_Page extract_

--- Begin ---

Tue Feb 23, 2016 3:10 pm

Quoting gdg9 (Thread starter):
Can they simply ferry the flight over? Or, as a foreign carrier, do they need a type of FAA waiver, or use a US pilot, or so on?

As roseflyer explained, if the aircraft is having maintenance done or other things done, for instance installation of a new IFE or WIFI then the aircraft can be ferried as normal as their Ops Specs provide for that and it is pretty much a normal flight and nothing out of the ordinary is going on with the aircraft. However, they can carry non-rev passengers and non-rev freight. In reality, those items are company employees or company freight. But, in practice it is very rare to carry any non-rev passengers since the flight would have to be staffed with a minimum cabin crew. That costs money above and beyond what the company wants to pay.

--- End ---

_Data rows_

--- Begin ---

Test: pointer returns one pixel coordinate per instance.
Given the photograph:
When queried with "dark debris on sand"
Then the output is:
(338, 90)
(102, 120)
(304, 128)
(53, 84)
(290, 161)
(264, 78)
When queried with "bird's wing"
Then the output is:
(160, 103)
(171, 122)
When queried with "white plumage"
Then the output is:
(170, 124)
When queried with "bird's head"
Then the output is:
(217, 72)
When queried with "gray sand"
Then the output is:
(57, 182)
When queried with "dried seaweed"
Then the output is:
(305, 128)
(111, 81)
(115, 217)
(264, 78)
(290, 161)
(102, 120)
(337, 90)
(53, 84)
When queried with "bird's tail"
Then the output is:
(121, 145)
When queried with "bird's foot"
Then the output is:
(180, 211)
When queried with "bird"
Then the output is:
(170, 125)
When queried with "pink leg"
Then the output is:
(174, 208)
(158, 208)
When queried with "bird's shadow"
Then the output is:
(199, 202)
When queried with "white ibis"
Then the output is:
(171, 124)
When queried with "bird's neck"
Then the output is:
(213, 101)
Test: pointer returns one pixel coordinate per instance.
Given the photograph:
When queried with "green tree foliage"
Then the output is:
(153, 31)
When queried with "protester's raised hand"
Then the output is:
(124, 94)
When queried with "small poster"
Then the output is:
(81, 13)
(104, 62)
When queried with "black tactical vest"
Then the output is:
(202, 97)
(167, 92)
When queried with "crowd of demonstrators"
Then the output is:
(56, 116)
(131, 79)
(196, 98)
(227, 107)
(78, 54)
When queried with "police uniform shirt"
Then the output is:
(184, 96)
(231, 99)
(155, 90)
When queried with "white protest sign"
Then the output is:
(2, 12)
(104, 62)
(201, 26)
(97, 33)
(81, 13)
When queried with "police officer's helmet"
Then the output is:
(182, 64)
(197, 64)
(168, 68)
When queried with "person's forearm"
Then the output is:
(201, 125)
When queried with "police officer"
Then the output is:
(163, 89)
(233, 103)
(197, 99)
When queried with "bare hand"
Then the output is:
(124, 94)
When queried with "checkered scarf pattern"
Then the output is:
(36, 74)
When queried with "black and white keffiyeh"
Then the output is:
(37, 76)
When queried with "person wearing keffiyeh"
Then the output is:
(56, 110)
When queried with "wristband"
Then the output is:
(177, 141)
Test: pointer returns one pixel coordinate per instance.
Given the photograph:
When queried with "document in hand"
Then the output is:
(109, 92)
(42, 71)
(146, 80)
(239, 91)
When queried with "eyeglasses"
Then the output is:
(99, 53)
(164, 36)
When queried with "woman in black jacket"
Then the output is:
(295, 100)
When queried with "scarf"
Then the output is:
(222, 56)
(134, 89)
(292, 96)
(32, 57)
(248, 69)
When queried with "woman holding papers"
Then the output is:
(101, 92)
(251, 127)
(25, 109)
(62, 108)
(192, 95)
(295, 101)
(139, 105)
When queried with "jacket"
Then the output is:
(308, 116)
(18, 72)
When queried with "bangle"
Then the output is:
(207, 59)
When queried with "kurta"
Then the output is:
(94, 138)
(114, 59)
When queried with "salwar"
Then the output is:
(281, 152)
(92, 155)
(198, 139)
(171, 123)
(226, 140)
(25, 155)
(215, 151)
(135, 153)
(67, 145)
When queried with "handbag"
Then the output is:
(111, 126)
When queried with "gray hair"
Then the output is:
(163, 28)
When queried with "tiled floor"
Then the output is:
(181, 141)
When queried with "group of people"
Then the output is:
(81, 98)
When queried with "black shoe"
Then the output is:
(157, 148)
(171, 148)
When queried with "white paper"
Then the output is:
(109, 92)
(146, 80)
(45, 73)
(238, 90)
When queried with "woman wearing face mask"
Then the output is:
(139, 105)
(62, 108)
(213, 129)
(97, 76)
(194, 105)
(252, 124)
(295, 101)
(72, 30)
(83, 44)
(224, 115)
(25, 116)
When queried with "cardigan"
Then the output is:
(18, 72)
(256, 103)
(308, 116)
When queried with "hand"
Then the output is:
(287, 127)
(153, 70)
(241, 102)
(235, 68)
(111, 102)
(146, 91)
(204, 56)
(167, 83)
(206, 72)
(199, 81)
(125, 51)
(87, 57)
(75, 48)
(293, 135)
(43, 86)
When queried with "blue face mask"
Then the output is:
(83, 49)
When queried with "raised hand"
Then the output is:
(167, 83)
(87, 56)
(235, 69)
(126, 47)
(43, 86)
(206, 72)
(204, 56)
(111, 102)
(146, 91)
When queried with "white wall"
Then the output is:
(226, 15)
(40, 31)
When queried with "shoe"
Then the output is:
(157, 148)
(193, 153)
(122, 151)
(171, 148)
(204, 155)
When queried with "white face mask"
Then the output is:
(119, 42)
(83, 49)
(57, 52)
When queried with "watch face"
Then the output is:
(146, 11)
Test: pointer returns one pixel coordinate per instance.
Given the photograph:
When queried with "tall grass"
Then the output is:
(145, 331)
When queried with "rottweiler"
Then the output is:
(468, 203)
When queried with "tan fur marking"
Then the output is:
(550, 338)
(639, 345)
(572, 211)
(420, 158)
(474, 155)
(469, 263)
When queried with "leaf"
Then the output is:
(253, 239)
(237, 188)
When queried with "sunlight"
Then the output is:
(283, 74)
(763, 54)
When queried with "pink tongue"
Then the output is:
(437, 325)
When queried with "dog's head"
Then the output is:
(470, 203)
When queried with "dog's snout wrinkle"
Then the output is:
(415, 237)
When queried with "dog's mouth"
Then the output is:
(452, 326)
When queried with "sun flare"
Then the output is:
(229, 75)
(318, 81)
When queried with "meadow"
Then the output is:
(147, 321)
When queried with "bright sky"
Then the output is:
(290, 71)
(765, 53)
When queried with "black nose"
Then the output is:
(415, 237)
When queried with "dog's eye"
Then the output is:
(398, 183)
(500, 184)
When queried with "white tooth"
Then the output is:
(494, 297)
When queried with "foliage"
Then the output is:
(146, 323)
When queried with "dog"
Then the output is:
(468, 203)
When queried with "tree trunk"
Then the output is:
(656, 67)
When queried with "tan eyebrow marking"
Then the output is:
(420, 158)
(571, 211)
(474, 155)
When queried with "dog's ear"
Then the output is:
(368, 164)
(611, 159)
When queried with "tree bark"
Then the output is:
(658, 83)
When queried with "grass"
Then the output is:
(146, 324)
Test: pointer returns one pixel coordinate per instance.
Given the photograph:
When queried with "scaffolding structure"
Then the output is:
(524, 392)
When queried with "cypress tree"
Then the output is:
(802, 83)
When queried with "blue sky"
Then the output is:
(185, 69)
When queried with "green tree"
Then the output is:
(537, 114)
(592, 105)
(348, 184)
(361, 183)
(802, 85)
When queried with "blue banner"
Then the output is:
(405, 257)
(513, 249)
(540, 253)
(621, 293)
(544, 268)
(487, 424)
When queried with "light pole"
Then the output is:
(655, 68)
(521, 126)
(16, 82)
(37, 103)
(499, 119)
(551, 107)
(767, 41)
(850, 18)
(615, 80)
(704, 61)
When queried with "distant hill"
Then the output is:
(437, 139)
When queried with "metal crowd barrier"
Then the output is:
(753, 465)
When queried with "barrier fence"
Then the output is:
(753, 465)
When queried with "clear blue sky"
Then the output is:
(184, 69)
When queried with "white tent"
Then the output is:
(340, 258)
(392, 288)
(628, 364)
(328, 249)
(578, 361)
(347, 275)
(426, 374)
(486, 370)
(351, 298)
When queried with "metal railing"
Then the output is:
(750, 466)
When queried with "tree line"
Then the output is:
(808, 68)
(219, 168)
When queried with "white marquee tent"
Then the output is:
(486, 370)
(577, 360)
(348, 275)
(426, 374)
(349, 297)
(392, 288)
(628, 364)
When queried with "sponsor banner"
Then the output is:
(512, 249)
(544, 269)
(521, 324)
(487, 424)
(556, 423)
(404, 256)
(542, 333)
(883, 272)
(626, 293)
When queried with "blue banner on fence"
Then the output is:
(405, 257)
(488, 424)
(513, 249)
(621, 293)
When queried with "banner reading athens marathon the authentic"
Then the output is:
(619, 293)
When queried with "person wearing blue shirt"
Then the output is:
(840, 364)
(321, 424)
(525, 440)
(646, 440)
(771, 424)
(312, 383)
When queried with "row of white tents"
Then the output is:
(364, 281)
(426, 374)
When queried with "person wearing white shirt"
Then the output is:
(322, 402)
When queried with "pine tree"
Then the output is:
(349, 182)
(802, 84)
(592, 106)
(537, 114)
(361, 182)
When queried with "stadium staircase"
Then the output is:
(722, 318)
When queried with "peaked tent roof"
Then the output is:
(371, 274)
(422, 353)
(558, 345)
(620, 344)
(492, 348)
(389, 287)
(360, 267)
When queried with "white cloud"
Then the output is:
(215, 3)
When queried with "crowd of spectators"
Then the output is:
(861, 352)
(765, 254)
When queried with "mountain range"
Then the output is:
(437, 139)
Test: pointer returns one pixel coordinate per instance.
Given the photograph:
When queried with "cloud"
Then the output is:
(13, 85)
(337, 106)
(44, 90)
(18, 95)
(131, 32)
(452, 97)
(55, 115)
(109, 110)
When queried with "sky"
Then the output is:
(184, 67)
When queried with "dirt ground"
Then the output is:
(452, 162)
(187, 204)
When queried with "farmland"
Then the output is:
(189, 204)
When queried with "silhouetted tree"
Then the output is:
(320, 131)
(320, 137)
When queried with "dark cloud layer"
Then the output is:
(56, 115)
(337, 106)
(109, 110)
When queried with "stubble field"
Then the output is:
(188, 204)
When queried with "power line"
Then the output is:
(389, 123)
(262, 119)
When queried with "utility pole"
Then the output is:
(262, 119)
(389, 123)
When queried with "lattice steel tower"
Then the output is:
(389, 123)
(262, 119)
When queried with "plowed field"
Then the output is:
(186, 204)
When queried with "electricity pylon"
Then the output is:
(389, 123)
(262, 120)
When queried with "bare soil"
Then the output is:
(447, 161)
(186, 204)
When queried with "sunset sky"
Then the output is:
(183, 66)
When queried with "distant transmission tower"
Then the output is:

--- End ---

_Goals_
A – According to the forum post, why is it very rare for a ferry flight to carry non-rev passengers?
B – Does each of these statements agree with the forum post? Answer yes or no for each and quote the words of the post that decide it.
(i) The non-rev passengers and freight on such flights are in reality company employees or company freight.
(ii) An aircraft getting a new IFE installed needs a special FAA waiver before it can be ferried.
(iii) The thread was started by roseflyer.

_Outputs_
A – The flight would have to be staffed with a minimum cabin crew, which costs more than the company wants to pay.

B –
(i) Yes: "In reality, those items are company employees or company freight."
(ii) No: "the aircraft can be ferried as normal as their Ops Specs provide for that"
(iii) No: "Quoting gdg9 (Thread starter)"